WHAT YOU NEED TO DO =
A. Answer these questions using the R tutorial on sorting and plotting, with one answer per line marked the same way:
(i) According to the tutorial, what does order give instead of a sorted set of values?
(ii) Which function writes byWealth out of R, and what file name does it use?
(iii) In the 2002 table of continents, what count is shown for Oceania?
B. Write the next part of the R tutorial on sorting and plotting, picking up after its last line of code.

SOURCE DOCUMENT =
>> Start
Ordering and sorting

A vector can be returned in sorted form using the sort function.

sort(countries)
sort(countries,decreasing = TRUE)

However, if we want to sort an entire data frame a different approach is needed. The trick is to use order. Rather than giving a sorted set of values, it will give sorted indices. These indices can then be used for a subset operation.

leastPop <- gapminder[order(gapminder$pop),]
head(leastPop)

We can even order by more than one condition

gapminder[order(gapminder$year, gapminder$country),]

A final point on data frames is that we can export them out of R once we have done our data processing.

byWealth <- gapminder[order(gapminder$gdpPercap,decreasing = TRUE),]
head(byWealth)
write.csv(byWealth, file="dataOrderedByWealth.csv")

Plotting and stats (in brief!)

All your favourite types of plot can be created in R

Plots can be constructed from vectors of numeric data, such as the data we get from a particular column in a data frame.

Basic Plot types

  • A histogram is a common choice if we want to visualise the distribution of a numeric variables
hist(gapminder$lifeExp)

Scatter plots of two variables require two arguments; one for the x and one for the y axis.

plot(gapminder$pop,gapminder$lifeExp)

Barplots are commonly-used for counts of categorical data

  • Let’s say we want to know how many countries there are
  • table will give us the total number of times each country is observed
    • but the set of countries is repeated for each year
table(gapminder$continent)

  Africa Americas     Asia   Europe  Oceania 
     624      300      396      360       24 
table(gapminder$continent[gapminder$year==2002])

  Africa Americas     Asia   Europe  Oceania 
      52       25       33       30        2 
barplot(table(gapminder$continent[gapminder$year==2002]))
>> End
EXTRACTED ENTRIES =
>> Start
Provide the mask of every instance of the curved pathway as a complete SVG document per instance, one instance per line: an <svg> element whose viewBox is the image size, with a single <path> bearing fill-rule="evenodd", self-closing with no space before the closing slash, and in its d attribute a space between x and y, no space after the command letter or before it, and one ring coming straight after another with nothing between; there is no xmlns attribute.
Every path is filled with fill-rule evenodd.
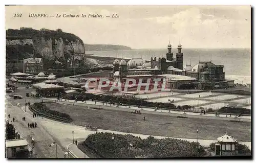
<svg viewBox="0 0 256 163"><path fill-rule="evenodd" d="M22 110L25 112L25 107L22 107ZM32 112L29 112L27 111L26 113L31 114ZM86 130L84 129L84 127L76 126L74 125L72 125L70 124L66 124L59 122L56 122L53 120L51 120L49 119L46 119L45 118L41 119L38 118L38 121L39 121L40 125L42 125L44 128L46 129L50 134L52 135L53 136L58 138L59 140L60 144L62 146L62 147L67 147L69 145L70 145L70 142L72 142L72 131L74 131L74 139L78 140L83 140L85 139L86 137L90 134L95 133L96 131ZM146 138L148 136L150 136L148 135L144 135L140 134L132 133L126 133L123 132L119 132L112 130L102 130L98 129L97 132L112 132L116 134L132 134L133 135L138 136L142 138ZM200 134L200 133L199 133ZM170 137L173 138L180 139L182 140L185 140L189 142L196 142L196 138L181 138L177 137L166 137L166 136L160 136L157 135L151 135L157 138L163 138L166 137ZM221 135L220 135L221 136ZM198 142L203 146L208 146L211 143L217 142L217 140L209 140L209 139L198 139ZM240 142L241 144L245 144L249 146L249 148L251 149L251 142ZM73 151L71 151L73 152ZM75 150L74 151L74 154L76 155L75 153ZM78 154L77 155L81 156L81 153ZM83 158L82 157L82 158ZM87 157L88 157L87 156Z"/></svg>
>> End
>> Start
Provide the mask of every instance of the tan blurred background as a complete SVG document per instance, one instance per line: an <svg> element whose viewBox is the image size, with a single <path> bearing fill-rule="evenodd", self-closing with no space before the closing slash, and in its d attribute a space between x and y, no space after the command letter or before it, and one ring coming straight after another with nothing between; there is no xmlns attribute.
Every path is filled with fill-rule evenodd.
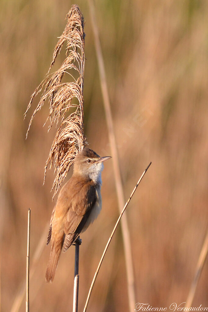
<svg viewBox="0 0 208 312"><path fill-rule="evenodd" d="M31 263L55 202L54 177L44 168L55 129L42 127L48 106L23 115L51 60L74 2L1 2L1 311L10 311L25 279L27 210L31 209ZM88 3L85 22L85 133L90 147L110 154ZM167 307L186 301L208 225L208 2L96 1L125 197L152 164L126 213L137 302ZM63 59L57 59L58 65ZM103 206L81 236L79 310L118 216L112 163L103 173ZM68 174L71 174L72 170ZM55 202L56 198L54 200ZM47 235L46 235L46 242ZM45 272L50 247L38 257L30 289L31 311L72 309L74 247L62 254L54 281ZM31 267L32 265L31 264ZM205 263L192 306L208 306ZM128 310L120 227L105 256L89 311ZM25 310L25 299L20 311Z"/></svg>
>> End
ANSWERS FOR THE TASKS =
A.
(i) It gives sorted indices, which can then be used for a subset operation.
(ii) The function is write.csv, and the file name is "dataOrderedByWealth.csv".
(iii) The count for Oceania is 2.

B.
Boxplots are good for visualising and comparing distributions. Here the ~ symbol sets up a formula, the effect of which is to put the categorical variable on the x axis and continuous variable on the y axis.

boxplot(gapminder$gdpPercap ~ gapminder$continent)

Lots of customisations are possible to enhance the appaerance of our plots. Not for the faint-hearted, the help pages ?plot and ?par give the full details. In short,

  • Axis labels, and titles can be specified as character strings.

  • R recognises many preset names as colours. To get a full list use colours(), or check this online reference.
    • can also use `Red, Green, Blue values; which you might get from a paint program
  • Plotting characters can be specified using a pre-defined number:-

Putting it all together.

plot(gapminder$pop,gapminder$lifeExp,pch=16,
     col="red",ylab="Life Expectancy",
     xlab="Population",main="Life Expectancy trend with population")

The same customisations can be used for various plots:-

boxplot(gapminder$gdpPercap ~ gapminder$continent,col=c("red","orange","green","blue","purple"),
        main="GDP per-continent",
        xlab="Continent",
        ylab="GDP")




Exercise

  • First, create a subset of observations from the year 1952
  • Do countries with a higher GDP tend to have a higher life expectancy?
    • use a scatter plot to find out
  • Was there an overall difference in life expectancy between continents in this year?
    • use a boxplot to find out



## Your answer here##

Plots can be exported by the Plots tab in RStudio, which is useful in an interactive setting. However, one can also save plots to a file calling the pdf or png functions before executing the code to create the plot.

pdf("myLittlePlot.pdf")
boxplot(gapminder$gdpPercap ~ gapminder$continent,col=c("red","orange","green","blue","purple"),
        main="GDP per-continent",
        xlab="Continent",
        ylab="GDP")
dev.off()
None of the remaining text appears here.